Given records:
···
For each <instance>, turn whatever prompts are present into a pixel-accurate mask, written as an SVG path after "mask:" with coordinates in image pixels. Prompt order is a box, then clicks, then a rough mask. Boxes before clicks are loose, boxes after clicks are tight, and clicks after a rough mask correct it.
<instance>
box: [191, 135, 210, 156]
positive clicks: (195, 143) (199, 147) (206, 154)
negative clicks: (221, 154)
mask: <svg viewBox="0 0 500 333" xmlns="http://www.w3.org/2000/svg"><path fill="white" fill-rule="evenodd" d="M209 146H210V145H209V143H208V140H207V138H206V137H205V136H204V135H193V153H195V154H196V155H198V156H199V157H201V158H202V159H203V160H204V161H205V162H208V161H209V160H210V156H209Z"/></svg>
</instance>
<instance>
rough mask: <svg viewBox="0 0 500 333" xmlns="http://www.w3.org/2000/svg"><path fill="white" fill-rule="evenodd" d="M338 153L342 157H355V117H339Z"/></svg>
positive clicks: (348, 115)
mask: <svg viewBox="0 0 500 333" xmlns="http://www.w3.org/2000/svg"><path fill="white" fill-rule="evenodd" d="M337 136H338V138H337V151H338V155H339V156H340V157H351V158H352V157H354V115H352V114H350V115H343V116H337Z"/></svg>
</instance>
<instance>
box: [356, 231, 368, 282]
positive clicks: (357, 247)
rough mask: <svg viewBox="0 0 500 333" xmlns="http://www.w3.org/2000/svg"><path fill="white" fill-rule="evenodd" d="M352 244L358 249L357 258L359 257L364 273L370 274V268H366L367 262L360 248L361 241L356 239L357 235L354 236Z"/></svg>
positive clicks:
···
Directions for this task:
Write the entries above out again. Match them exactly.

Result of the task:
For each <instance>, turn whatever prompts are present into a pixel-accurate mask, written as an SVG path after "mask:" with coordinates in image pixels. Prompt order is a box, then clicks, then a rough mask. Boxes before clicks are loose, boxes after clicks are tight, and clicks after a rough mask correct it.
<instance>
box: [191, 135, 210, 156]
positive clicks: (195, 143) (199, 147) (206, 154)
negative clicks: (221, 154)
mask: <svg viewBox="0 0 500 333" xmlns="http://www.w3.org/2000/svg"><path fill="white" fill-rule="evenodd" d="M209 146H210V145H209V143H208V140H207V138H206V137H205V136H204V135H193V153H195V154H196V155H198V156H199V157H201V158H202V159H203V160H204V161H205V162H208V161H209V160H210V156H209Z"/></svg>
</instance>
<instance>
rough mask: <svg viewBox="0 0 500 333" xmlns="http://www.w3.org/2000/svg"><path fill="white" fill-rule="evenodd" d="M338 153L342 157H355V117H339Z"/></svg>
positive clicks: (348, 115)
mask: <svg viewBox="0 0 500 333" xmlns="http://www.w3.org/2000/svg"><path fill="white" fill-rule="evenodd" d="M337 136H338V138H337V151H338V155H339V156H340V157H351V158H352V157H354V115H352V114H350V115H343V116H337Z"/></svg>
</instance>
<instance>
box: [356, 231, 368, 282]
positive clicks: (357, 247)
rough mask: <svg viewBox="0 0 500 333" xmlns="http://www.w3.org/2000/svg"><path fill="white" fill-rule="evenodd" d="M352 244L358 249L357 258L359 257L364 273L370 274V268H366L367 262L360 248L361 241L356 239L357 235L354 236Z"/></svg>
positive clicks:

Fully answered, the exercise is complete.